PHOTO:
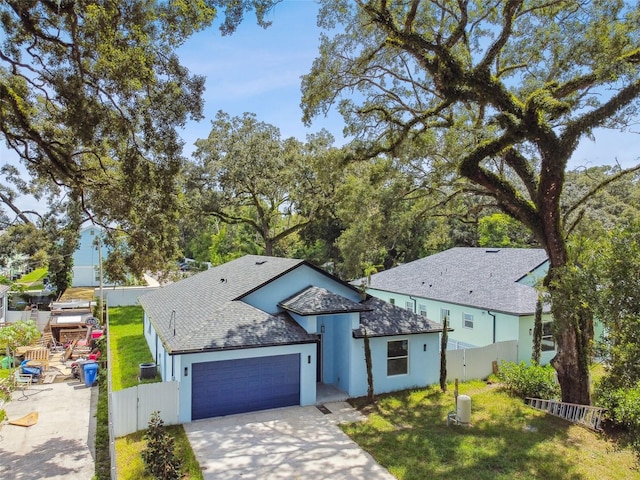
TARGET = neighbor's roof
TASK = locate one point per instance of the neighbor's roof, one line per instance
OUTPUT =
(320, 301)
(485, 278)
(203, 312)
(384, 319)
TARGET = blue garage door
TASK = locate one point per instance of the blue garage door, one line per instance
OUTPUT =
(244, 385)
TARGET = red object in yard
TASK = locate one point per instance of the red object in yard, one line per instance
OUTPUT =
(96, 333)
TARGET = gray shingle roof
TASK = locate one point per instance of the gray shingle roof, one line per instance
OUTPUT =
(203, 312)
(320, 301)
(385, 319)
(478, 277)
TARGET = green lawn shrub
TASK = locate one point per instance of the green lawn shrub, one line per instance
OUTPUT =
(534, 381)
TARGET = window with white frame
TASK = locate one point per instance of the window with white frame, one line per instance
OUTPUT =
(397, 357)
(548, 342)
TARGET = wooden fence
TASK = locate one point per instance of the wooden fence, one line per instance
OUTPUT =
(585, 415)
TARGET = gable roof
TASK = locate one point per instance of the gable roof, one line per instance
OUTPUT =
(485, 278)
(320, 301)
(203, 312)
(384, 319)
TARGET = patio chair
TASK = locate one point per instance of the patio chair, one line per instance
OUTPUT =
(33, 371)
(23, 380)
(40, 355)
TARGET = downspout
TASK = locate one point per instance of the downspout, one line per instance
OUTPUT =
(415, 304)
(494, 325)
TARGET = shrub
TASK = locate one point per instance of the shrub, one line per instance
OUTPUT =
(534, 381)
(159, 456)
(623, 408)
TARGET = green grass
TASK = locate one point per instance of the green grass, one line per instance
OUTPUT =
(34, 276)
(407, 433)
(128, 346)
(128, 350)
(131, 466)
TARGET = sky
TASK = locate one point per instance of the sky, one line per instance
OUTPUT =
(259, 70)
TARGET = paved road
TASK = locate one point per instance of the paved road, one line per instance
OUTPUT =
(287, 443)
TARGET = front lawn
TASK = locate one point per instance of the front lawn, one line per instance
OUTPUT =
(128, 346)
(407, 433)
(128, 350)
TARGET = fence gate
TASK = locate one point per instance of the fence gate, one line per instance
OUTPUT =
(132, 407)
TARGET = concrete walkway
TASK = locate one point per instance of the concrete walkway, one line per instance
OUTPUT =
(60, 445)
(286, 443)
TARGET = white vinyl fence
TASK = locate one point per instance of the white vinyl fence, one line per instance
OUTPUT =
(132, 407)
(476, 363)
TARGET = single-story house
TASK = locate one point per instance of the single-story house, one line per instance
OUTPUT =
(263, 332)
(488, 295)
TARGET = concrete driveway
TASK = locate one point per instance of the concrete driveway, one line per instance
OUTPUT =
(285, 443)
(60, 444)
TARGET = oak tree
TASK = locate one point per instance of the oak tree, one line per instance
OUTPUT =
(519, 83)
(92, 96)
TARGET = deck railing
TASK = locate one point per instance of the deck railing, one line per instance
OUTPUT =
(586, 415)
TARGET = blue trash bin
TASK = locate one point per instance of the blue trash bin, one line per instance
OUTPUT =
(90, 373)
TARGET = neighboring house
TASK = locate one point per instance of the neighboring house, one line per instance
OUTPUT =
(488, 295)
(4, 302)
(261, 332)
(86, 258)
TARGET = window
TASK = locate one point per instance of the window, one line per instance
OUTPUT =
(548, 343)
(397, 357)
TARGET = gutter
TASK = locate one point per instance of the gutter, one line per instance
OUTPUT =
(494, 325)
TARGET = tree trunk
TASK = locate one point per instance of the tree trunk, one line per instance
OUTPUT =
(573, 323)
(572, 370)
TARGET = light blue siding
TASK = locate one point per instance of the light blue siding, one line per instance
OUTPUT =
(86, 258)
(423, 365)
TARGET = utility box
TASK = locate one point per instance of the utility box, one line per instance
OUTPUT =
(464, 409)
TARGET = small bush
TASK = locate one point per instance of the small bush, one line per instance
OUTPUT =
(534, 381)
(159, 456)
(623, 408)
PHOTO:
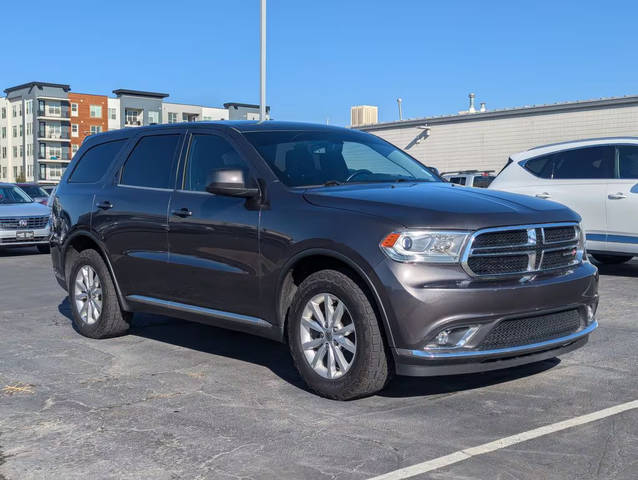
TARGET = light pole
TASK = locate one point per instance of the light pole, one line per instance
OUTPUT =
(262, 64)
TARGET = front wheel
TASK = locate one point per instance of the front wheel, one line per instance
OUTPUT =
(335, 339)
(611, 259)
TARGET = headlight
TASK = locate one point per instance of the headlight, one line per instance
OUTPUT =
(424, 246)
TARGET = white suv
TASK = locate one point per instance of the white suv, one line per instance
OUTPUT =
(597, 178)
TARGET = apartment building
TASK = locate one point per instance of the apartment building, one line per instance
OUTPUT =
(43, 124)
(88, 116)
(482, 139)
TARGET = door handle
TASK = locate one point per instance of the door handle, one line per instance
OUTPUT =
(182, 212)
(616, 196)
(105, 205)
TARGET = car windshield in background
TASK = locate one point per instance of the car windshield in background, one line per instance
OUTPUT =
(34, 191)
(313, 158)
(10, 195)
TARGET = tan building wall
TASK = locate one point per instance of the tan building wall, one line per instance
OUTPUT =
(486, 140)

• • •

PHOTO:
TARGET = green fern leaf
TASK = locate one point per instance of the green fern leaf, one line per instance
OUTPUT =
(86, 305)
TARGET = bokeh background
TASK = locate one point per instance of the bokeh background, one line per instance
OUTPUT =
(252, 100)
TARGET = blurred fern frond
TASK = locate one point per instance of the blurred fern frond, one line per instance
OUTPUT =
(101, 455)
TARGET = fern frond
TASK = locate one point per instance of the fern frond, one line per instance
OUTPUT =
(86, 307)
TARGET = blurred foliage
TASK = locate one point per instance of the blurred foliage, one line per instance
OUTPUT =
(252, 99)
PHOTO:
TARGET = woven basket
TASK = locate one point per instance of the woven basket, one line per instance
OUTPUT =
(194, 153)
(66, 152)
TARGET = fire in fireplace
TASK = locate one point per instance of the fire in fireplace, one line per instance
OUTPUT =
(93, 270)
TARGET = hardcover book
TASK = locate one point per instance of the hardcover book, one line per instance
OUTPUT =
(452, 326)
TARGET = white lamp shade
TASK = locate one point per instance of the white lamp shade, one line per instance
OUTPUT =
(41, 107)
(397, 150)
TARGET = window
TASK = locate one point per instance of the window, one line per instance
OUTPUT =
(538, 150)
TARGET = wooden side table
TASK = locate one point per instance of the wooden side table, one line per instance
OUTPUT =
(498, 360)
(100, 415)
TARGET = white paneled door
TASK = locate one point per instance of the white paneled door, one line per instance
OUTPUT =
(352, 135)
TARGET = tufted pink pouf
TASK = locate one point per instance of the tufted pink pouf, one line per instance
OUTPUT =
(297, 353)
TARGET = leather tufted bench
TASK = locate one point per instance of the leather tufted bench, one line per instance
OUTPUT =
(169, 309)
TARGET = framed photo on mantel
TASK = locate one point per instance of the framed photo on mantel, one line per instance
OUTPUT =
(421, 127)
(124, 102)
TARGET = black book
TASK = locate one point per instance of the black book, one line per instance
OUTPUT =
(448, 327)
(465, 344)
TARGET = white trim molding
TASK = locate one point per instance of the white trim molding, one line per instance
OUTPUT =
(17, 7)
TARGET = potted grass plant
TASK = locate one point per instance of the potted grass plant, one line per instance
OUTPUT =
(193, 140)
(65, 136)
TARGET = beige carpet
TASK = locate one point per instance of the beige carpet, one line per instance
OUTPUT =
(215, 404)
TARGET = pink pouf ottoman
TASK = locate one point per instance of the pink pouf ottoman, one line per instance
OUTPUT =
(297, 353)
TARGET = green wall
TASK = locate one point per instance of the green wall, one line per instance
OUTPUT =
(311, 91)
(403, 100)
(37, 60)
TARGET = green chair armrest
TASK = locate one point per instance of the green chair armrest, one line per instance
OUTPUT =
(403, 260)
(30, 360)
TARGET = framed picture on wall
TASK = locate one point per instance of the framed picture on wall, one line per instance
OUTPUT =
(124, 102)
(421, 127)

• • •

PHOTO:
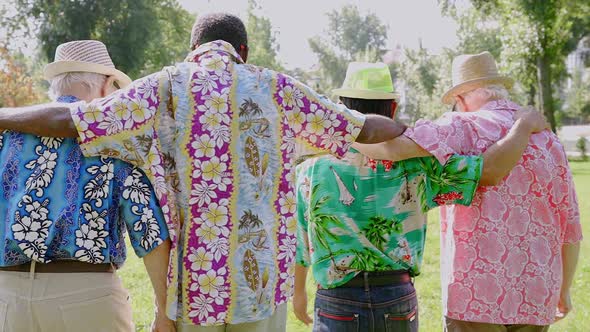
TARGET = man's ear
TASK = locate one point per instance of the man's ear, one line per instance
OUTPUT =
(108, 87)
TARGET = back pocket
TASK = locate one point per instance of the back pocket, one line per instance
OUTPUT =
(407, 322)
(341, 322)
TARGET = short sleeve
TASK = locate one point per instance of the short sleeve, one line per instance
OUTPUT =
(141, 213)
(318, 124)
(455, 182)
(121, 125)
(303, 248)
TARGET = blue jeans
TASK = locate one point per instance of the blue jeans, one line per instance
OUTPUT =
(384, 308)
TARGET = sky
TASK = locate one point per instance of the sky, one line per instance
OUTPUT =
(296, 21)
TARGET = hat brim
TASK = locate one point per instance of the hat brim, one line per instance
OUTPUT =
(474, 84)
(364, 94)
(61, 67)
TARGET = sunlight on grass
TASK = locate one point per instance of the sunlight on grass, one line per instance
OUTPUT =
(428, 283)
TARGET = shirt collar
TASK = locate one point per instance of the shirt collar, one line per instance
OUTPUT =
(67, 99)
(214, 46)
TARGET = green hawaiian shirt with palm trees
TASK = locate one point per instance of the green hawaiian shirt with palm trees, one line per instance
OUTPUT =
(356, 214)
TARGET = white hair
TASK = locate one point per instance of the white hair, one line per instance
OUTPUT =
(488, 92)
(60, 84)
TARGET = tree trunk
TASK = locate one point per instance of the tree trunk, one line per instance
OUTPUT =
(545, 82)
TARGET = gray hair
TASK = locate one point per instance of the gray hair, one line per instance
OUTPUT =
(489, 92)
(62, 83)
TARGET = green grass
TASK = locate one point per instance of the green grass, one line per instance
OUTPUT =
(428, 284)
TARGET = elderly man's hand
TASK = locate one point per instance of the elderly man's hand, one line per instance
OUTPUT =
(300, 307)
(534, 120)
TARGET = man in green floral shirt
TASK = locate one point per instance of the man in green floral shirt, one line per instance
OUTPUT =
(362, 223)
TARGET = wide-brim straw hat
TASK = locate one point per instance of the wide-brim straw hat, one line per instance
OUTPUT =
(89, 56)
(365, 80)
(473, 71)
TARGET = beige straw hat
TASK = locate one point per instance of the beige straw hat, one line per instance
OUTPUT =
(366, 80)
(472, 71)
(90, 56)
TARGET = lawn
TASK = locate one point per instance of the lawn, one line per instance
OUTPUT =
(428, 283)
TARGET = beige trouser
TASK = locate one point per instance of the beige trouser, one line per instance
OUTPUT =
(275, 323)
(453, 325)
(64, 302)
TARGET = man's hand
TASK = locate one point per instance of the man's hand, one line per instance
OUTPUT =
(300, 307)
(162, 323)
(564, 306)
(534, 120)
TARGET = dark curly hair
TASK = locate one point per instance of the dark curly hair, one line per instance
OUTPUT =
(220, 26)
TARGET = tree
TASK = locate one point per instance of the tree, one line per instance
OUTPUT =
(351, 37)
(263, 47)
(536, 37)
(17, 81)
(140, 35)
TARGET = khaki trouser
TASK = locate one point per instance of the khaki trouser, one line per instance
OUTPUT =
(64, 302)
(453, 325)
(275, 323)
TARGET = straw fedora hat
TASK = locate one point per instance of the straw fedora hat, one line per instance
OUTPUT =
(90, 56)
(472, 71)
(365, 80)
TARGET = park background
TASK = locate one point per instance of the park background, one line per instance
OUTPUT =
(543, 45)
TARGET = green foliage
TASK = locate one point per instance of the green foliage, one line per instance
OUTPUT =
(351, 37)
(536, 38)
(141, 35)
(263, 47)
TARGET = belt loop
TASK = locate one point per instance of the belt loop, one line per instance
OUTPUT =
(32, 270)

• • •

Throughout the material above, find each line with "collar" and return it.

TARGET = shirt collar
TASK = locate one point per instance of the shirt collar, one line per instance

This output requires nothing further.